Items listed in a dataset:
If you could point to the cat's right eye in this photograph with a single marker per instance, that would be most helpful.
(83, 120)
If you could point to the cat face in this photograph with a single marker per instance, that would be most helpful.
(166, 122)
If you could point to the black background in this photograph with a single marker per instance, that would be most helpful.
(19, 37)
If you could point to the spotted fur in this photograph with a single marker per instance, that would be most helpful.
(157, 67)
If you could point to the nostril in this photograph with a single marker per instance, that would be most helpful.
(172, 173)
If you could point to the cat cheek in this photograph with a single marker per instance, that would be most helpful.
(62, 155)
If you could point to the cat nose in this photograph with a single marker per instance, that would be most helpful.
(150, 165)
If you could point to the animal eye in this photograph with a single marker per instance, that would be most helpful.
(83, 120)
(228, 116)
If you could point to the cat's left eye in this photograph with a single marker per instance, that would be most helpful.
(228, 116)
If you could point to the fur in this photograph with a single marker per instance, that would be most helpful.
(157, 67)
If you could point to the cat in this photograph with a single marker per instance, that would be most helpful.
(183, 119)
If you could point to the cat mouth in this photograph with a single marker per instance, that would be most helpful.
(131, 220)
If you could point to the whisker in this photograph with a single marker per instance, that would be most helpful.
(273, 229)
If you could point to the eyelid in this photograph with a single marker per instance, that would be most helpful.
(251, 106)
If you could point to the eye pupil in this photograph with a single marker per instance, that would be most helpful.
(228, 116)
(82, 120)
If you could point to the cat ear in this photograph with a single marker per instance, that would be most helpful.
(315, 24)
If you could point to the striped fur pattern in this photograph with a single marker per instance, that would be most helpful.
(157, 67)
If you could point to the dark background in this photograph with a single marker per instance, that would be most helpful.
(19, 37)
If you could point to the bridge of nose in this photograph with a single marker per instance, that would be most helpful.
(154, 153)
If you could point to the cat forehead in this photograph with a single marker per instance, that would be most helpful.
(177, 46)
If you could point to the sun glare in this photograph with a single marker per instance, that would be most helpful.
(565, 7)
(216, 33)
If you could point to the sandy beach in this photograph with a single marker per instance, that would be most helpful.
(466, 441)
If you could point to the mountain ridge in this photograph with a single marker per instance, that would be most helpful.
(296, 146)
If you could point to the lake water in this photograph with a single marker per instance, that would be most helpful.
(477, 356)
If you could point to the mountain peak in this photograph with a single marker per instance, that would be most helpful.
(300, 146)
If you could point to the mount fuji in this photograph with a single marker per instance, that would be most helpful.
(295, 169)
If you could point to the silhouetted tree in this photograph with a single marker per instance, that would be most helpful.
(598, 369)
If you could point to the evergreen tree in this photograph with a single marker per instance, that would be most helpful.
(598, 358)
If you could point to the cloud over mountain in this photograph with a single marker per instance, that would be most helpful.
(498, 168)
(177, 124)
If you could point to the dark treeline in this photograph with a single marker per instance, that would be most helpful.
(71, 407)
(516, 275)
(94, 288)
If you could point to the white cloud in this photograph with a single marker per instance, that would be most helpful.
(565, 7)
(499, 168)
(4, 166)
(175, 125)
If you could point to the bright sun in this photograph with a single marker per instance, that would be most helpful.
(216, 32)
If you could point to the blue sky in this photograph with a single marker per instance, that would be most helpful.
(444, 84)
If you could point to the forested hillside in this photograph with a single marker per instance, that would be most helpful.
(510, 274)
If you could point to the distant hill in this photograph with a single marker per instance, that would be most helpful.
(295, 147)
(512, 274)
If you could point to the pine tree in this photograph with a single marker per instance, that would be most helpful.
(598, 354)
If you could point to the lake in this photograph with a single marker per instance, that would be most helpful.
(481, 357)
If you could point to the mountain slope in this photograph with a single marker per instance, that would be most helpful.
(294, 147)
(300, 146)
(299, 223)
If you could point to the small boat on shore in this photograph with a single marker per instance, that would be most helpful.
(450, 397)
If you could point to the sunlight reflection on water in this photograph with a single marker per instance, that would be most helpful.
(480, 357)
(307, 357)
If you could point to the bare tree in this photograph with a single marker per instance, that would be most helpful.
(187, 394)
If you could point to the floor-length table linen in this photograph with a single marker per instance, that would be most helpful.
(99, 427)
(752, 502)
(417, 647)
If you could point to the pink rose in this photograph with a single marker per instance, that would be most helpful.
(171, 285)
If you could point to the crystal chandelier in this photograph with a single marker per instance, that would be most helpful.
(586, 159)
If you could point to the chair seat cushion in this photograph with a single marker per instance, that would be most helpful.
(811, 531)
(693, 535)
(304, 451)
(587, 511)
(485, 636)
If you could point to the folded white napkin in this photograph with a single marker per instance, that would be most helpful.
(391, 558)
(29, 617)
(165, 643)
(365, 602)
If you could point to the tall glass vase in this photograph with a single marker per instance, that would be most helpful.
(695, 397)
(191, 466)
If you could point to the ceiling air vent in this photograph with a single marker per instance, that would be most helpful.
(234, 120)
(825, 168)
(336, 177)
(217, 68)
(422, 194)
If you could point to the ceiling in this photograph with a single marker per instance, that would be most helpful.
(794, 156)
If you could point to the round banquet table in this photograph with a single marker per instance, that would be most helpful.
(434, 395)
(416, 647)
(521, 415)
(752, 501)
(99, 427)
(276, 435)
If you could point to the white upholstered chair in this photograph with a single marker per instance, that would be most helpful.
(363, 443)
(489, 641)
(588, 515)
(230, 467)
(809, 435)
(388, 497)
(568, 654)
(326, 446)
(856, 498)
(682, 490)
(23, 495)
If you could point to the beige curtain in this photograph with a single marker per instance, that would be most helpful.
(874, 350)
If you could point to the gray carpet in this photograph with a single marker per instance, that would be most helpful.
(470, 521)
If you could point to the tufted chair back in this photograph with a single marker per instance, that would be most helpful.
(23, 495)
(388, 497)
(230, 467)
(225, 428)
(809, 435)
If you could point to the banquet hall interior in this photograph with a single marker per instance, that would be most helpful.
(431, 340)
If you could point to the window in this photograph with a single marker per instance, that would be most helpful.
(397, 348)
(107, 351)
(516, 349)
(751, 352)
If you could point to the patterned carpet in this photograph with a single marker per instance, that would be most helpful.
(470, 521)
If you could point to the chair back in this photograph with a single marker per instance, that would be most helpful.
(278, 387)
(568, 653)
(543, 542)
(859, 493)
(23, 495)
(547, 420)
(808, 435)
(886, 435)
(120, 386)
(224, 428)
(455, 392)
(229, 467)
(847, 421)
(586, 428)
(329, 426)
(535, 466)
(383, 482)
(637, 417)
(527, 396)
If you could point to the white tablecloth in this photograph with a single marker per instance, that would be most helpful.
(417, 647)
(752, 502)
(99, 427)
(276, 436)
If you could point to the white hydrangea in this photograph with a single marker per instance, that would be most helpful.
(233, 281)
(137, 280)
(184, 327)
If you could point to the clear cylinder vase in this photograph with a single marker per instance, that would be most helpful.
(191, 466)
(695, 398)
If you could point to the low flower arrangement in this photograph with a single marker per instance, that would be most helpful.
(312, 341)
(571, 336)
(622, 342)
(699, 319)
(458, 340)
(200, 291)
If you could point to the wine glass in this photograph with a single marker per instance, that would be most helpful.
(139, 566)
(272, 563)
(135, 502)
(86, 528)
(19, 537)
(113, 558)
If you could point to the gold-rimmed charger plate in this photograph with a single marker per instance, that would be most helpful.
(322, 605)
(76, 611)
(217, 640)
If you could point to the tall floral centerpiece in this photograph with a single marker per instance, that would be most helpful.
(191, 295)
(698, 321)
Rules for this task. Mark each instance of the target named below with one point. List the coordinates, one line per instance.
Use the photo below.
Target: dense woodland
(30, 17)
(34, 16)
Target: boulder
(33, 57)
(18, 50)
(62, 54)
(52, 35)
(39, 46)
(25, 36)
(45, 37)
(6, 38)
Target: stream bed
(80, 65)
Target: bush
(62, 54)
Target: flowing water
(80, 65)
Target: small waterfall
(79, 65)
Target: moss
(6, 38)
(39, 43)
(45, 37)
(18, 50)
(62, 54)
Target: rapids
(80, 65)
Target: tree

EXERCISE DIRECTIONS. Show the lines of the entries that include the string "below", copying each in full.

TASK ANSWER.
Rules for this task. Mark each instance of the target named below with one point. List the coordinates, one line per instance.
Use the photo below.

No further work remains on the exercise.